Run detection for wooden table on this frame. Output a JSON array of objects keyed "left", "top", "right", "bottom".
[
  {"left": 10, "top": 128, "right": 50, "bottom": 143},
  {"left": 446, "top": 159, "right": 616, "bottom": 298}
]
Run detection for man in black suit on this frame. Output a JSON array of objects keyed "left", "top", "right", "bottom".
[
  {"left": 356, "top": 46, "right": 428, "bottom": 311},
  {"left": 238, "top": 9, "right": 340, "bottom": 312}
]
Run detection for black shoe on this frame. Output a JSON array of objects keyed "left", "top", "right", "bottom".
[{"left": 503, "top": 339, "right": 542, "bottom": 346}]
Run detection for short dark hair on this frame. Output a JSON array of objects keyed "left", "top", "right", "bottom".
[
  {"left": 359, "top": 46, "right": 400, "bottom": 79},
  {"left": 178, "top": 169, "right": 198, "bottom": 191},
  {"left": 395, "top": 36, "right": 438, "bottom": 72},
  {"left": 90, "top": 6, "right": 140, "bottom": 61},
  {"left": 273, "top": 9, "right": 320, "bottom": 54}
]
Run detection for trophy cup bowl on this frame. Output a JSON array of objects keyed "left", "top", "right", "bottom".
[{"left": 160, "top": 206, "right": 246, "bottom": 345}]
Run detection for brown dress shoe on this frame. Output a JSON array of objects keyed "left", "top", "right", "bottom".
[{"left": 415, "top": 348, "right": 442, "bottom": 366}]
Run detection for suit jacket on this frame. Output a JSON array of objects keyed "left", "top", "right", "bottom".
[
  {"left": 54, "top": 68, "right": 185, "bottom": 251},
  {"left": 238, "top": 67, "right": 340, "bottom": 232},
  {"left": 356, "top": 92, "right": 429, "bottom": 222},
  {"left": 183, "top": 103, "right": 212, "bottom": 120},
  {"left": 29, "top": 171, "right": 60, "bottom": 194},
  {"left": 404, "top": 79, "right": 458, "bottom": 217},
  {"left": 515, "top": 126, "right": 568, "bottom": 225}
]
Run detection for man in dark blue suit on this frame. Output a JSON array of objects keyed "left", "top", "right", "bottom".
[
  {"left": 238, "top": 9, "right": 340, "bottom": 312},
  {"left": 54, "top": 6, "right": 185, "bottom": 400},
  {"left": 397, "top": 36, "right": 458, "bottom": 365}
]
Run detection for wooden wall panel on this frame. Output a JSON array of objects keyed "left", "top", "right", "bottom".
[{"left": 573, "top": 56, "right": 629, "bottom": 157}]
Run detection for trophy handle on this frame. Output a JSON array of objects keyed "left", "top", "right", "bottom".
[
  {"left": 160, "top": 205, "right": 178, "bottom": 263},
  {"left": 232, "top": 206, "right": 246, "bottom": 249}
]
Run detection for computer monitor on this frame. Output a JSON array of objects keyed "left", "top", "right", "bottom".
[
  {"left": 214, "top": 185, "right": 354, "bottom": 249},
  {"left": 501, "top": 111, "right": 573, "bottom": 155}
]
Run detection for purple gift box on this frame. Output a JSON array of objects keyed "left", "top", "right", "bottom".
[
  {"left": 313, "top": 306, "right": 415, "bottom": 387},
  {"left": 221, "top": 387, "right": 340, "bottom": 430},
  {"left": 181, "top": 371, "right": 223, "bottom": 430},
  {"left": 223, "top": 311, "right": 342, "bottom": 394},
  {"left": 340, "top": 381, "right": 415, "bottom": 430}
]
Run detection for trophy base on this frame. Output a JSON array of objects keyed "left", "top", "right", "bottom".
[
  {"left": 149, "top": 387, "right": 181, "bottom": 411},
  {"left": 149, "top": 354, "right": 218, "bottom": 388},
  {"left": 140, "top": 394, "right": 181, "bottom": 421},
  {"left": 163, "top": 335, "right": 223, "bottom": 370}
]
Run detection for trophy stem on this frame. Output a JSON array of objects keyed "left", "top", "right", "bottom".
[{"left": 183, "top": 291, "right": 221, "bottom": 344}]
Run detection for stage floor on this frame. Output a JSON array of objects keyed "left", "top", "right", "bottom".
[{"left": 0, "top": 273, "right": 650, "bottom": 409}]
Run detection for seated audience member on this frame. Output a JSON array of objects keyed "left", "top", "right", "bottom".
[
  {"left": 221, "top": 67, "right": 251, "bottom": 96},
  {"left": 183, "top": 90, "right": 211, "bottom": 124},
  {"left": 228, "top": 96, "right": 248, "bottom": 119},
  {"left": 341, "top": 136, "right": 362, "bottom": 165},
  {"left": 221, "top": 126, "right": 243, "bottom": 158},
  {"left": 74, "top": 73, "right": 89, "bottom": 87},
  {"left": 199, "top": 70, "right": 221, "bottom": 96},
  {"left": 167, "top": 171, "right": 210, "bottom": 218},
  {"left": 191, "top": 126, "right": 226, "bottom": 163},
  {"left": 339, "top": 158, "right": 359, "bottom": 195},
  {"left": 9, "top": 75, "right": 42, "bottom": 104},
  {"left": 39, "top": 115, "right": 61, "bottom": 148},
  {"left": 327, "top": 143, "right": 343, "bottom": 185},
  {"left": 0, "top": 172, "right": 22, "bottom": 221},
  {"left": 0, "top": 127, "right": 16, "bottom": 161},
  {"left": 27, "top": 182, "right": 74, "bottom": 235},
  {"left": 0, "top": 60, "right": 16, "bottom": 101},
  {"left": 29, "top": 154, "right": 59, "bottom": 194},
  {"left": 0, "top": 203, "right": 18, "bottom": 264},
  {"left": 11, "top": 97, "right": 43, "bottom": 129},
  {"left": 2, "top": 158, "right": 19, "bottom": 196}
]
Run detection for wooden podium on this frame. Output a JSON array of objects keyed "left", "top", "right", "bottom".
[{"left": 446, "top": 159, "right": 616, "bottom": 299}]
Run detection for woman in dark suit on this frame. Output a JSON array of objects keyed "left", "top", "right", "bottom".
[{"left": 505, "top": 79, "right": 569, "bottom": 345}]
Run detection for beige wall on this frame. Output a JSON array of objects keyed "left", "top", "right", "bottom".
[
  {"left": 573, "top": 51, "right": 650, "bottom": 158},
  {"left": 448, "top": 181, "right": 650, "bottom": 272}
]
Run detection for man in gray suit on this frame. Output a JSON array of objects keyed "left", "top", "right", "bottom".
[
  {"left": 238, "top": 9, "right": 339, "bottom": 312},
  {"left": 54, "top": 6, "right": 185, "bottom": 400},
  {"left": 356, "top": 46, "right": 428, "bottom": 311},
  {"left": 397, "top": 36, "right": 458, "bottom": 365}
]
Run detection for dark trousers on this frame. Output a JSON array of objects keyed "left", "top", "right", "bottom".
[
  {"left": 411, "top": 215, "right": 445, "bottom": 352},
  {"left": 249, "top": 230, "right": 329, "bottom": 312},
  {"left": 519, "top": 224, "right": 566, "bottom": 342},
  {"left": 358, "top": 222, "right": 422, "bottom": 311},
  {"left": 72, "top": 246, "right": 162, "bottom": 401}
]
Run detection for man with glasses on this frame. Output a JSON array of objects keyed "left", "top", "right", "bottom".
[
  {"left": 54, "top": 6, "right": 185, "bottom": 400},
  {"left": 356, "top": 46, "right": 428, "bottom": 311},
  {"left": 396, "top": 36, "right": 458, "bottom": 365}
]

**WORK TO BE COMPLETED:** Rewrite all of the records above, changing each "this frame" to "this image" and leaving everything else unchanged.

**ANSWER FOR THE TASK:**
Run detection for wooden table on this image. Output a JSON array of objects keyed "left", "top", "right", "bottom".
[
  {"left": 10, "top": 128, "right": 50, "bottom": 143},
  {"left": 446, "top": 159, "right": 616, "bottom": 298}
]
Run detection for man in black suit on this image. Output a JSON array of objects keyed "left", "top", "right", "bottom".
[
  {"left": 356, "top": 46, "right": 428, "bottom": 311},
  {"left": 238, "top": 9, "right": 340, "bottom": 312}
]
Run detection for black shoe on this image. Output a JSON array of objects keyed "left", "top", "right", "bottom".
[{"left": 503, "top": 339, "right": 542, "bottom": 346}]
Run detection for short dark hair on this image. Output a JSON array of objects keyed "left", "top", "right", "bottom".
[
  {"left": 359, "top": 46, "right": 400, "bottom": 79},
  {"left": 178, "top": 169, "right": 198, "bottom": 191},
  {"left": 395, "top": 36, "right": 438, "bottom": 72},
  {"left": 90, "top": 6, "right": 140, "bottom": 61},
  {"left": 273, "top": 9, "right": 320, "bottom": 54}
]
Run detection for trophy cup bowl on this image. Output a JSON array of objects keyed "left", "top", "right", "bottom".
[{"left": 160, "top": 206, "right": 246, "bottom": 345}]
Run detection for brown dress shoe on this image. Output a JSON array of objects keyed "left", "top", "right", "bottom".
[{"left": 415, "top": 348, "right": 442, "bottom": 366}]
Run detection for suit jacket on this image. Output a JSON array of objects keyed "left", "top", "right", "bottom".
[
  {"left": 54, "top": 68, "right": 185, "bottom": 251},
  {"left": 238, "top": 67, "right": 340, "bottom": 232},
  {"left": 356, "top": 92, "right": 429, "bottom": 222},
  {"left": 183, "top": 103, "right": 212, "bottom": 120},
  {"left": 29, "top": 171, "right": 60, "bottom": 194},
  {"left": 404, "top": 79, "right": 458, "bottom": 217},
  {"left": 515, "top": 126, "right": 568, "bottom": 225}
]
Run detection for man in dark blue suit on this image. Output a JSON array of objects keyed "left", "top", "right", "bottom".
[
  {"left": 238, "top": 9, "right": 340, "bottom": 312},
  {"left": 54, "top": 6, "right": 185, "bottom": 400},
  {"left": 397, "top": 36, "right": 458, "bottom": 365}
]
Run detection for wooden wall panel on this image. Output a JSON array of objects keyed "left", "top", "right", "bottom".
[{"left": 573, "top": 56, "right": 629, "bottom": 157}]
Run detection for trophy handle on this image. Output a JSON array of objects keyed "left", "top", "right", "bottom".
[
  {"left": 160, "top": 205, "right": 178, "bottom": 263},
  {"left": 232, "top": 206, "right": 246, "bottom": 249}
]
Run detection for computer monitor on this image. Output a JSON array of objects keyed "left", "top", "right", "bottom".
[
  {"left": 214, "top": 185, "right": 354, "bottom": 249},
  {"left": 501, "top": 111, "right": 573, "bottom": 155}
]
Run detection for purple gift box on this image. Output a JSON array of objects keyed "left", "top", "right", "bottom".
[
  {"left": 313, "top": 306, "right": 415, "bottom": 387},
  {"left": 221, "top": 387, "right": 340, "bottom": 430},
  {"left": 181, "top": 371, "right": 223, "bottom": 430},
  {"left": 223, "top": 311, "right": 342, "bottom": 394},
  {"left": 340, "top": 381, "right": 415, "bottom": 430}
]
Run detection for trophy base on this image. Output a JSON array of objects keyed "left", "top", "right", "bottom".
[
  {"left": 149, "top": 387, "right": 181, "bottom": 411},
  {"left": 149, "top": 354, "right": 218, "bottom": 388},
  {"left": 140, "top": 394, "right": 181, "bottom": 421},
  {"left": 163, "top": 335, "right": 223, "bottom": 370}
]
Run detection for trophy stem on this image. Output a JSON array of objects keyed "left", "top", "right", "bottom".
[{"left": 183, "top": 291, "right": 221, "bottom": 344}]
Run detection for stage floor on this image. Output a JSON array of objects keyed "left", "top", "right", "bottom".
[{"left": 0, "top": 273, "right": 650, "bottom": 409}]
Run detection for seated audience member on this image. Output a JSON array of objects keyed "left", "top", "right", "bottom".
[
  {"left": 221, "top": 67, "right": 251, "bottom": 96},
  {"left": 183, "top": 90, "right": 211, "bottom": 124},
  {"left": 228, "top": 96, "right": 248, "bottom": 119},
  {"left": 341, "top": 136, "right": 362, "bottom": 165},
  {"left": 221, "top": 126, "right": 243, "bottom": 158},
  {"left": 74, "top": 73, "right": 89, "bottom": 87},
  {"left": 199, "top": 70, "right": 221, "bottom": 96},
  {"left": 167, "top": 171, "right": 210, "bottom": 218},
  {"left": 191, "top": 126, "right": 226, "bottom": 163},
  {"left": 339, "top": 158, "right": 359, "bottom": 195},
  {"left": 9, "top": 75, "right": 42, "bottom": 104},
  {"left": 39, "top": 115, "right": 61, "bottom": 148},
  {"left": 327, "top": 143, "right": 343, "bottom": 185},
  {"left": 0, "top": 172, "right": 22, "bottom": 221},
  {"left": 0, "top": 127, "right": 16, "bottom": 161},
  {"left": 27, "top": 182, "right": 74, "bottom": 235},
  {"left": 0, "top": 60, "right": 16, "bottom": 101},
  {"left": 29, "top": 154, "right": 59, "bottom": 194},
  {"left": 0, "top": 203, "right": 18, "bottom": 264},
  {"left": 11, "top": 97, "right": 43, "bottom": 129},
  {"left": 2, "top": 158, "right": 19, "bottom": 196}
]
Run detection for wooden podium on this image. Output a JSON array of objects keyed "left", "top", "right", "bottom".
[{"left": 446, "top": 159, "right": 616, "bottom": 299}]
Run detection for woman in dark suit on this image. Output a JSON array of objects keyed "left", "top", "right", "bottom".
[{"left": 505, "top": 79, "right": 569, "bottom": 345}]
Run detection for beige wall on this image. Output a JSON array of objects keyed "left", "top", "right", "bottom".
[
  {"left": 573, "top": 51, "right": 650, "bottom": 158},
  {"left": 448, "top": 181, "right": 650, "bottom": 272}
]
Run detection for man in gray suit on this image. Output a JSON array of objects keyed "left", "top", "right", "bottom".
[
  {"left": 238, "top": 9, "right": 339, "bottom": 312},
  {"left": 54, "top": 6, "right": 185, "bottom": 400},
  {"left": 356, "top": 46, "right": 428, "bottom": 311},
  {"left": 397, "top": 36, "right": 458, "bottom": 365}
]
Run detection for dark trousers on this image. Output a JSON array of objects keyed "left", "top", "right", "bottom".
[
  {"left": 411, "top": 215, "right": 445, "bottom": 352},
  {"left": 249, "top": 230, "right": 329, "bottom": 312},
  {"left": 519, "top": 224, "right": 566, "bottom": 342},
  {"left": 358, "top": 222, "right": 422, "bottom": 311},
  {"left": 72, "top": 246, "right": 162, "bottom": 401}
]
Run detection for man with glasses on this image. Output a JSON array of objects keyed "left", "top", "right", "bottom".
[
  {"left": 54, "top": 6, "right": 185, "bottom": 400},
  {"left": 356, "top": 46, "right": 428, "bottom": 311},
  {"left": 396, "top": 36, "right": 458, "bottom": 365}
]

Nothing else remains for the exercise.